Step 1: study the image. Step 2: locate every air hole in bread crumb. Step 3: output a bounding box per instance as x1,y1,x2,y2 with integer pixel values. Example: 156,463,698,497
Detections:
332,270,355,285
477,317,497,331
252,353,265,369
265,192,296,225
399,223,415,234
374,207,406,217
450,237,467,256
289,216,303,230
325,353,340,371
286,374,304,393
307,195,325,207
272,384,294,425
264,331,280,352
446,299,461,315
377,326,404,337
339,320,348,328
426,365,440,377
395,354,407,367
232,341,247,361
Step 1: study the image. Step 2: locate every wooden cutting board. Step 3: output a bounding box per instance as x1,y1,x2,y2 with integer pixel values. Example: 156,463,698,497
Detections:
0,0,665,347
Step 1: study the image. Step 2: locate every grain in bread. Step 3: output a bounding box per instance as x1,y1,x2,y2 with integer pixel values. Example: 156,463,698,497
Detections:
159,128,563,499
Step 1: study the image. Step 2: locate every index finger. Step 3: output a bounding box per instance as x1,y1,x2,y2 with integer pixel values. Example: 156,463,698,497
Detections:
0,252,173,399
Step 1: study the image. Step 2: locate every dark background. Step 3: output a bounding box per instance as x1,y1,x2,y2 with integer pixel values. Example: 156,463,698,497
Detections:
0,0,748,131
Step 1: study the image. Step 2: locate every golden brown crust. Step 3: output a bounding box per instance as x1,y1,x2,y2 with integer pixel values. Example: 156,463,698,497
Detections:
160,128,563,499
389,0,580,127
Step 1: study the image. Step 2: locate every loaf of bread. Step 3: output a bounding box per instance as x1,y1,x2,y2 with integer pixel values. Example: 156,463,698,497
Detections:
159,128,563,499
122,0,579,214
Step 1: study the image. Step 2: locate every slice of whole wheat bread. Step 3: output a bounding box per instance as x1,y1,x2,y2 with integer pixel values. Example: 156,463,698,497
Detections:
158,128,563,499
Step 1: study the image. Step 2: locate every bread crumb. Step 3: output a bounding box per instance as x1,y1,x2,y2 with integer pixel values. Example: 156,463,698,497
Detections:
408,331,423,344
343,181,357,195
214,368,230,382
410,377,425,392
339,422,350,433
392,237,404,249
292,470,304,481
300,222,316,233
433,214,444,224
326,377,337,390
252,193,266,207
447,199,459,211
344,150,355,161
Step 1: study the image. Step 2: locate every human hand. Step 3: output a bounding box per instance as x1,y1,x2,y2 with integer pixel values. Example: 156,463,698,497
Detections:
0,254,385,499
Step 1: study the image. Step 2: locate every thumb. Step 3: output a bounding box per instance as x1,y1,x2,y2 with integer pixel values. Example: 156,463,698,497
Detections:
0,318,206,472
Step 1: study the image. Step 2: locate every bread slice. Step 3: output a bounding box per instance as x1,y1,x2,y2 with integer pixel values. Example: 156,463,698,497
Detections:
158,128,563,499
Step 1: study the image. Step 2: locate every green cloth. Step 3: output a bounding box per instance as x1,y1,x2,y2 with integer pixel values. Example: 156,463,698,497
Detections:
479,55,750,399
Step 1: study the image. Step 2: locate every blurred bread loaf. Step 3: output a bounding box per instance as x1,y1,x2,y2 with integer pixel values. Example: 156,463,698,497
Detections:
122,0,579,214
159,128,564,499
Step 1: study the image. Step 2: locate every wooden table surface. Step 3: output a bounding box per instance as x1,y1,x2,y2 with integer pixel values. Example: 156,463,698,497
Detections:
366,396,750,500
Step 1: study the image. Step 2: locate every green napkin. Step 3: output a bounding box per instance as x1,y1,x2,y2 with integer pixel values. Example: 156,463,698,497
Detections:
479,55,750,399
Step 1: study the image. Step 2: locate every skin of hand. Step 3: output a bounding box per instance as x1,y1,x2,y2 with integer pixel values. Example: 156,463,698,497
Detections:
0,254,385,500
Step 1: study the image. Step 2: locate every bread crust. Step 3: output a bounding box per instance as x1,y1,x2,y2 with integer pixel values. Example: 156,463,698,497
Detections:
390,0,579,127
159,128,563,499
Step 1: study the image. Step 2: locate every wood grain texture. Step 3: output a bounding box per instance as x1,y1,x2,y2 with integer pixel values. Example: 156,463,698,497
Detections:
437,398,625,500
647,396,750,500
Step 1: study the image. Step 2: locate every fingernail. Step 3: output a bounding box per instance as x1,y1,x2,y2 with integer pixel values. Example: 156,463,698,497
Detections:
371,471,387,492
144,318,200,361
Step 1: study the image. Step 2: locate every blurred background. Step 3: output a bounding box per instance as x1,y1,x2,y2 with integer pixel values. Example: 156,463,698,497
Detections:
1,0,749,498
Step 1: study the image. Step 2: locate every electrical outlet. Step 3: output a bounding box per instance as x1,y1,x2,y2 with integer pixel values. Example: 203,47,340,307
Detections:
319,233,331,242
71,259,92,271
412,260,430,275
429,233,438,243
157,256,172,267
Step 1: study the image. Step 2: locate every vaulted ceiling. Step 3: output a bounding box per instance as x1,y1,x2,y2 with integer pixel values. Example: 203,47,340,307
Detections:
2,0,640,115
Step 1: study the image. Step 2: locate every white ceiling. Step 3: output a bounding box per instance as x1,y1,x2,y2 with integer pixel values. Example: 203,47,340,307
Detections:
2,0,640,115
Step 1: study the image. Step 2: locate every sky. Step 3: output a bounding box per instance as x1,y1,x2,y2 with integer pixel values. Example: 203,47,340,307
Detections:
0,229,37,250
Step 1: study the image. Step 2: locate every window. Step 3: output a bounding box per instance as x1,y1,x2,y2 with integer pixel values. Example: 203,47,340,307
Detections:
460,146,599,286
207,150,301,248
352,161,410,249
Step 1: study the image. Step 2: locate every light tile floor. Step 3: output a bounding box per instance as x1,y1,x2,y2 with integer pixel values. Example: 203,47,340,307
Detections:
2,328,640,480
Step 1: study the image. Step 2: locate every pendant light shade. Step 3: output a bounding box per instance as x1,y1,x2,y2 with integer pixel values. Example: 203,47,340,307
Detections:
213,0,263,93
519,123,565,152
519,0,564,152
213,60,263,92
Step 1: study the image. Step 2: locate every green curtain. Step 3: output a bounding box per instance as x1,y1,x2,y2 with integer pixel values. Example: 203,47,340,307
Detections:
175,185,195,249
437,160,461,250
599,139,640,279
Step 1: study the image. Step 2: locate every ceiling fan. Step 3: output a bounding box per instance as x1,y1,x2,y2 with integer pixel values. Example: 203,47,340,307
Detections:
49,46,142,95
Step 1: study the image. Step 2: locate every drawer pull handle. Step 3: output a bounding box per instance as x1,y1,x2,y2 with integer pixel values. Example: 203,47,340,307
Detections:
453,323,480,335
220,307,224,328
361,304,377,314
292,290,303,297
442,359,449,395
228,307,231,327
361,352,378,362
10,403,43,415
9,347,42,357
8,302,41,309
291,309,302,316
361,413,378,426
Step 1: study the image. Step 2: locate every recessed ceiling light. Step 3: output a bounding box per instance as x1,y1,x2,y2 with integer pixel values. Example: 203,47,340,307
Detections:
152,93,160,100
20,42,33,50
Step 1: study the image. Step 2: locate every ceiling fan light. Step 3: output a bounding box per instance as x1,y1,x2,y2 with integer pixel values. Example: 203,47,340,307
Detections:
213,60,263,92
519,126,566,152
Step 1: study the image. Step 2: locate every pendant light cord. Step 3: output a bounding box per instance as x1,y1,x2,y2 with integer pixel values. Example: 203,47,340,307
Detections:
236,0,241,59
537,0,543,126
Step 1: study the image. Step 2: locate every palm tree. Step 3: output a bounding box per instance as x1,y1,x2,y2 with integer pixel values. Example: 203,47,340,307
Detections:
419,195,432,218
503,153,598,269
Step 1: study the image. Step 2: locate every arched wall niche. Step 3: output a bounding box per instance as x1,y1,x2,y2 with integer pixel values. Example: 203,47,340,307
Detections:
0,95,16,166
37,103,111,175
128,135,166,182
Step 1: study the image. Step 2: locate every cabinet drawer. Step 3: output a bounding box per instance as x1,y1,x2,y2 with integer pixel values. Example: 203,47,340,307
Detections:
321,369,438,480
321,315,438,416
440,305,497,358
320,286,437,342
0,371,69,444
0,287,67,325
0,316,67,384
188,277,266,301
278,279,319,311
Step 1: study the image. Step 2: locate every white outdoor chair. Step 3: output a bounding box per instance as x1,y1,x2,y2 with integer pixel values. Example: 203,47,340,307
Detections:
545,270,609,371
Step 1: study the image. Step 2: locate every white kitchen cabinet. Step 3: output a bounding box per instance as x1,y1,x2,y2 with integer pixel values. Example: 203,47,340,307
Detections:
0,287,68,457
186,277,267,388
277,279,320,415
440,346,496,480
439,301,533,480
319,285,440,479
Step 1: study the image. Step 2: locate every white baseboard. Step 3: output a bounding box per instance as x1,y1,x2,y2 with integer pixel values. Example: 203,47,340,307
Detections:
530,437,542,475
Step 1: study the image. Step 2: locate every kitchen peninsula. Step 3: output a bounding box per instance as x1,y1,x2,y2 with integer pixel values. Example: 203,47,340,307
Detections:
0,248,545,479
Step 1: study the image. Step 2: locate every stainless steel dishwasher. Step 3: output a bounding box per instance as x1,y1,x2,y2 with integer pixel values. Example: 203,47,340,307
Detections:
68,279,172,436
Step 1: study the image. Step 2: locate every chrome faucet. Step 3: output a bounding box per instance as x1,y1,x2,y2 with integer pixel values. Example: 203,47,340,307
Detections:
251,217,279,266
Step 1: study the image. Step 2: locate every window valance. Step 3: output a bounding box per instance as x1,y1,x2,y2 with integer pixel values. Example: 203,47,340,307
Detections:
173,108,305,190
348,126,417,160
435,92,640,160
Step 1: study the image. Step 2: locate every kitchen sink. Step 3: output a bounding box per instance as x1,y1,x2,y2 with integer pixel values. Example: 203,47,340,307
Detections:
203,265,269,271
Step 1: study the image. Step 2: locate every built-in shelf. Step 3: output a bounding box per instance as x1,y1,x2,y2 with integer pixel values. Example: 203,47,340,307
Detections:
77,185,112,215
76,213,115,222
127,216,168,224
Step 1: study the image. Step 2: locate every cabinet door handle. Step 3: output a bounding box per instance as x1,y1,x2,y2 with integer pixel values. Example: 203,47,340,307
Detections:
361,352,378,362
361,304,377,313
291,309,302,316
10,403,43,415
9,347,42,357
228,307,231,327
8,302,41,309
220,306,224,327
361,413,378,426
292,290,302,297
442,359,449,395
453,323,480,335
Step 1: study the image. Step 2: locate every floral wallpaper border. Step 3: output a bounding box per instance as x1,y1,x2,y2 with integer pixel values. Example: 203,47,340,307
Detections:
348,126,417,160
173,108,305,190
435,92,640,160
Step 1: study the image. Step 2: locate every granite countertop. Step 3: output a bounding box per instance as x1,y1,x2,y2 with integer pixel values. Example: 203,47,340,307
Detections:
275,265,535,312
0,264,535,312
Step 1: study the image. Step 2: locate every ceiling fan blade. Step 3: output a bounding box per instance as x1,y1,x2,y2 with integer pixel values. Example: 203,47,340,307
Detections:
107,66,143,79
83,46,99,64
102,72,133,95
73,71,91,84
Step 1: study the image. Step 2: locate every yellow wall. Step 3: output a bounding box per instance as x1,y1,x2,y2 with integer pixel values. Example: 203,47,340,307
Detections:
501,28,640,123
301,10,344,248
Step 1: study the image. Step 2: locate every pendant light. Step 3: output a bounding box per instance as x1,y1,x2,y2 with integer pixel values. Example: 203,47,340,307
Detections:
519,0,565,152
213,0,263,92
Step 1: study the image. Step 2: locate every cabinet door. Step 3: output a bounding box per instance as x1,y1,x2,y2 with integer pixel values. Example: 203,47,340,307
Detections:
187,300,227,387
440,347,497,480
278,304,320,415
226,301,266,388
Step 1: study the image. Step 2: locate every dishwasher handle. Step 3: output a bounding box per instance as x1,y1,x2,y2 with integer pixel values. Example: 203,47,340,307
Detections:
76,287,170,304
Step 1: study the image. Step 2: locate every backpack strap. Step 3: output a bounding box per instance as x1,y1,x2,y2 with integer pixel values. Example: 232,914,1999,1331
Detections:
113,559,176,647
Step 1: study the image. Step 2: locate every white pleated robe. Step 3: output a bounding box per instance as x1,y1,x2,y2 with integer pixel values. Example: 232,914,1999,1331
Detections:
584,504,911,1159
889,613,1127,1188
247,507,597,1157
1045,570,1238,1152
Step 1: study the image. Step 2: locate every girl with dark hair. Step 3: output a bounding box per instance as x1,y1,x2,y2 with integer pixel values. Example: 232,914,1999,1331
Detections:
════════════════════
■ **Assignment**:
Please copy the lines in the records above between the one holding "Step 1: study the image. Step 2: locate every granite" and the one holding "ceiling fan blade.", inclusive, exactly and with no other line.

■ **Task result**:
Step 1: study the image. Step 2: locate every granite countertop. Step 3: output a bounding box per instance as x1,y1,x2,y2 with integer pixel values. Example: 203,47,340,307
Detections:
275,265,535,312
0,264,535,312
Step 1: study the image. Step 2: locate every ceiling fan blade. Step 3: output a bounding box per instance as x1,y1,x2,y2 with integer pixel values. Example: 203,47,340,307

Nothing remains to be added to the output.